--- Start INPUT ROWS ---
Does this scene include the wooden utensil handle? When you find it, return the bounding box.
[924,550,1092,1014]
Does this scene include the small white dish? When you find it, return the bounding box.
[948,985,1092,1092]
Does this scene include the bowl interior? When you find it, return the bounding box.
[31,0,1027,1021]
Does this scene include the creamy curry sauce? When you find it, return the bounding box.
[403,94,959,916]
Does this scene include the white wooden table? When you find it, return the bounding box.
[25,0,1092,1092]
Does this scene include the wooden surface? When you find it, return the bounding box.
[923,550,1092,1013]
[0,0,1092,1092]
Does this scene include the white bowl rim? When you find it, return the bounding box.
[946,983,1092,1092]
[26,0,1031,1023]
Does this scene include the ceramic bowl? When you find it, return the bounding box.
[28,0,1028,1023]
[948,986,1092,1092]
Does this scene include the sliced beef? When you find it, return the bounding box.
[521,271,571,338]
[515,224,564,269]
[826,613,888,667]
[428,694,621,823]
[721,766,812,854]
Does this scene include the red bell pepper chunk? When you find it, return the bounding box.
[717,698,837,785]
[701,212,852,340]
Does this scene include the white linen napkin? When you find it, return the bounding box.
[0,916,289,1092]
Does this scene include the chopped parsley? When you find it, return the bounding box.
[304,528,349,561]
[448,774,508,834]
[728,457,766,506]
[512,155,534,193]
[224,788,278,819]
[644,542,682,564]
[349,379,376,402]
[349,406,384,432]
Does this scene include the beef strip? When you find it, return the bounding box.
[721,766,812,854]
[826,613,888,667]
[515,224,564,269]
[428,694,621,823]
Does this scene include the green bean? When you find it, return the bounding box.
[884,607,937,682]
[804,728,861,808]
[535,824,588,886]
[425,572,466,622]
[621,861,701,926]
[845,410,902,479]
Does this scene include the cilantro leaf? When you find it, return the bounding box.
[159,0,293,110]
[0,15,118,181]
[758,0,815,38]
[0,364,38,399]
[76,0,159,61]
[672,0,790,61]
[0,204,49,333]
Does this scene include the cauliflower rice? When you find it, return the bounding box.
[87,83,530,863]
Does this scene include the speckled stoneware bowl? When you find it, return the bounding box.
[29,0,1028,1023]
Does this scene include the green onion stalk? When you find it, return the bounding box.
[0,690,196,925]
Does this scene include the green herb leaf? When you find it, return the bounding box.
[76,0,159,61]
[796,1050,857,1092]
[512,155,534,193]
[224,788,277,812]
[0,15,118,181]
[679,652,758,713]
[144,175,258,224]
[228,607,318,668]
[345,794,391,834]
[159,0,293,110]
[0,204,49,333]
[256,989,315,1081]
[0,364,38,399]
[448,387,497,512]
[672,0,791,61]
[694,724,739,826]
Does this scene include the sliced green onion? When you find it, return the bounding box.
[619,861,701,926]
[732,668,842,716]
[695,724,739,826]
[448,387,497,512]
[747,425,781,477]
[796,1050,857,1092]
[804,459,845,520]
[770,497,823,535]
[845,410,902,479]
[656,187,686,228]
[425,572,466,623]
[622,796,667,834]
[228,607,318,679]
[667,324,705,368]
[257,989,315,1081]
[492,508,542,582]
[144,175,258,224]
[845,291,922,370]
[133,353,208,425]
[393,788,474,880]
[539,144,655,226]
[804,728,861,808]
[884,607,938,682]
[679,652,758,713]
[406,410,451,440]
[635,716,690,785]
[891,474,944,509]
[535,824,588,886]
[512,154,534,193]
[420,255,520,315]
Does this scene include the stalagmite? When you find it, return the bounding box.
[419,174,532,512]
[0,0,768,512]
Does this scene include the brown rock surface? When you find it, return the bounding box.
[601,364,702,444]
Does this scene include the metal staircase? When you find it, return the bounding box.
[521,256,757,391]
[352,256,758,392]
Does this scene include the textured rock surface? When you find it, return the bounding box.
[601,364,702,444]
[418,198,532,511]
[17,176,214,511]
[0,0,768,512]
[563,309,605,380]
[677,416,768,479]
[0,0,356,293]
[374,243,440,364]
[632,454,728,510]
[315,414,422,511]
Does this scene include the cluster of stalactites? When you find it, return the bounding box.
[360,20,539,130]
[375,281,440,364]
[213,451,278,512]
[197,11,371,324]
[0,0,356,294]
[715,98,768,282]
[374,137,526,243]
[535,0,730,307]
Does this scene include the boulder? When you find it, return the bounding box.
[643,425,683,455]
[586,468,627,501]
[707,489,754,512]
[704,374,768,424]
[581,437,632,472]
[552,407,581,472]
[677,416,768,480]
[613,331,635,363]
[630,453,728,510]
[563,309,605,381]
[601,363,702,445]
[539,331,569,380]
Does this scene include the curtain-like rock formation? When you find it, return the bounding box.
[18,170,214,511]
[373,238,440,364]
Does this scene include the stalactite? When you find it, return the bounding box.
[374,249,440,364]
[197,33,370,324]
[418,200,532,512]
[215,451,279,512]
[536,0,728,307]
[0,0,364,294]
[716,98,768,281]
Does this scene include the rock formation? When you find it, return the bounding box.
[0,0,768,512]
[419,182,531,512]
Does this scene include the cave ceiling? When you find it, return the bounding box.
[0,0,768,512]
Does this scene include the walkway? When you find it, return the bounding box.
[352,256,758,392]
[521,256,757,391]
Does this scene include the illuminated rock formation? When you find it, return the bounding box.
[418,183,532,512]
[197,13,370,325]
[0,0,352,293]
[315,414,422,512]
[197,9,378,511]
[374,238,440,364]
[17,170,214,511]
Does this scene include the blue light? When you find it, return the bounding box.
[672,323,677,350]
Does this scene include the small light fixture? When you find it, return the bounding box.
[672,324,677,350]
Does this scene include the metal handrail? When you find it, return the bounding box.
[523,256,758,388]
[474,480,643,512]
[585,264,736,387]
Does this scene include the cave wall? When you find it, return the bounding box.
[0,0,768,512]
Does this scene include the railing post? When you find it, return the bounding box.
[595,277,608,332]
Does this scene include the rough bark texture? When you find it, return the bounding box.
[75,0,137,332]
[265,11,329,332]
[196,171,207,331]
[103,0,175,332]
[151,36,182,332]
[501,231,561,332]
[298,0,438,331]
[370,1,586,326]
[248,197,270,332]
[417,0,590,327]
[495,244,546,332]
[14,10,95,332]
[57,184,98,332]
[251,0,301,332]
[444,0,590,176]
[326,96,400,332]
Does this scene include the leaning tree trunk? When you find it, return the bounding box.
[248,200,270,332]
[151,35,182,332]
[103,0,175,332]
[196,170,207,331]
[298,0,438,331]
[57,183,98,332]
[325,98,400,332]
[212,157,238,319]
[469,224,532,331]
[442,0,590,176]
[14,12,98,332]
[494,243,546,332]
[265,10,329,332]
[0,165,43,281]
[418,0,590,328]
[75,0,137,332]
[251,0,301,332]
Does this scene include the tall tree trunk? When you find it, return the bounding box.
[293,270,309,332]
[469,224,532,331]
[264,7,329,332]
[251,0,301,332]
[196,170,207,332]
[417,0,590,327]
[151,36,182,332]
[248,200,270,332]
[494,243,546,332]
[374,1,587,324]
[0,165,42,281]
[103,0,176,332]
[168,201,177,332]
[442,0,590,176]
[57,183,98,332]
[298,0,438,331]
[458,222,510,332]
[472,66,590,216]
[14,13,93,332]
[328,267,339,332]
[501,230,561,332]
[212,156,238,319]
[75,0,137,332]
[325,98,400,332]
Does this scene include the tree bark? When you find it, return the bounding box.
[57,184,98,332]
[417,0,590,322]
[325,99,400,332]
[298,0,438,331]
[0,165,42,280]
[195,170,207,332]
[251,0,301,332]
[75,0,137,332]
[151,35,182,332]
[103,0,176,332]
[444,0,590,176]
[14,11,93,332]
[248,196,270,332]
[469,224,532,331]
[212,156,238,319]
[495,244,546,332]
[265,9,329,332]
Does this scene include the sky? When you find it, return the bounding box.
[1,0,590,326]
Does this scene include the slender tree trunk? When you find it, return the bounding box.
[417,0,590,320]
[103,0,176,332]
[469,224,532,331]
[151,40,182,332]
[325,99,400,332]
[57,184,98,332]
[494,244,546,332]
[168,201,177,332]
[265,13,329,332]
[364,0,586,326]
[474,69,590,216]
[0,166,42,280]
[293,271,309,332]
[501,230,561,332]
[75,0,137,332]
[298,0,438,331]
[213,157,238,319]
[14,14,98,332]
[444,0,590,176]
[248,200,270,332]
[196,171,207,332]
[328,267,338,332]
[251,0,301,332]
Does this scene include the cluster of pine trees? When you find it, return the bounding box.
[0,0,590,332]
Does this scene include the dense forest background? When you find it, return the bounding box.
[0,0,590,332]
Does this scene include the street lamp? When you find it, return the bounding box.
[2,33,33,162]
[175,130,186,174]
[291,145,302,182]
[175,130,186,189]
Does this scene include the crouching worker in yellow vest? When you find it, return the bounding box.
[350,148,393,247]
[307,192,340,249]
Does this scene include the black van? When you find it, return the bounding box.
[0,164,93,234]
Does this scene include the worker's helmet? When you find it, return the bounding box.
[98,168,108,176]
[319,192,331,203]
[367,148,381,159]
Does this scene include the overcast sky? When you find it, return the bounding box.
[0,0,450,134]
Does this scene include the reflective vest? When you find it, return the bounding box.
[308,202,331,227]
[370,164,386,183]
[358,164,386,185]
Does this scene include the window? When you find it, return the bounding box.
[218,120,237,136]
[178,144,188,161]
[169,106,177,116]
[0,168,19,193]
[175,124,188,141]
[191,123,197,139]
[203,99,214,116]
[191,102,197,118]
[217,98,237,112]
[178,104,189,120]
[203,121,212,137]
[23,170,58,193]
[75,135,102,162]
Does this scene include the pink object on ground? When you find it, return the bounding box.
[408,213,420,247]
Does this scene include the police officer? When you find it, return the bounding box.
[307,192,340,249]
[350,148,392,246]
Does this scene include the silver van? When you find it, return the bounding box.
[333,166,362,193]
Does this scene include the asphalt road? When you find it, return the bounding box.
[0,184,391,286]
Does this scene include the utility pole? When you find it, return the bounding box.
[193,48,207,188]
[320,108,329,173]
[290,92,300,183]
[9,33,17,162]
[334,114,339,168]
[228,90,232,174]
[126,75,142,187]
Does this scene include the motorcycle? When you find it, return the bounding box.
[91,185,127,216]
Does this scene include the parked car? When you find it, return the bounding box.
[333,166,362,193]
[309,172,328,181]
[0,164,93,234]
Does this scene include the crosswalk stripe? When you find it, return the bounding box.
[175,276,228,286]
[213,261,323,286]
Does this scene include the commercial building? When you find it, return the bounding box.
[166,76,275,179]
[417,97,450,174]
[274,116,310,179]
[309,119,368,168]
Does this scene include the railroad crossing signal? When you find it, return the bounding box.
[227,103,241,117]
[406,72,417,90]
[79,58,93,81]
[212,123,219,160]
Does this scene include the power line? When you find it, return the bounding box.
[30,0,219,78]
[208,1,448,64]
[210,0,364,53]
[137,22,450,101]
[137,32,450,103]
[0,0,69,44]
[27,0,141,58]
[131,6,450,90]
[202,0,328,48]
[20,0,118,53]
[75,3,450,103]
--- End INPUT ROWS ---
#### [INSTRUCTIONS TO FOLLOW]
Copy the records word for word from the first line through the line that contains "[31,0,1027,1021]", including both.

#### [RESULT FOR THIS TASK]
Does this scene include the wooden utensil handle? When you find it, return the bounding box.
[924,550,1092,1014]
Does this scene include the small white dish? When you find it, return the bounding box.
[948,985,1092,1092]
Does this scene include the bowl interior? When you find it, return the bounding box.
[31,0,1027,1021]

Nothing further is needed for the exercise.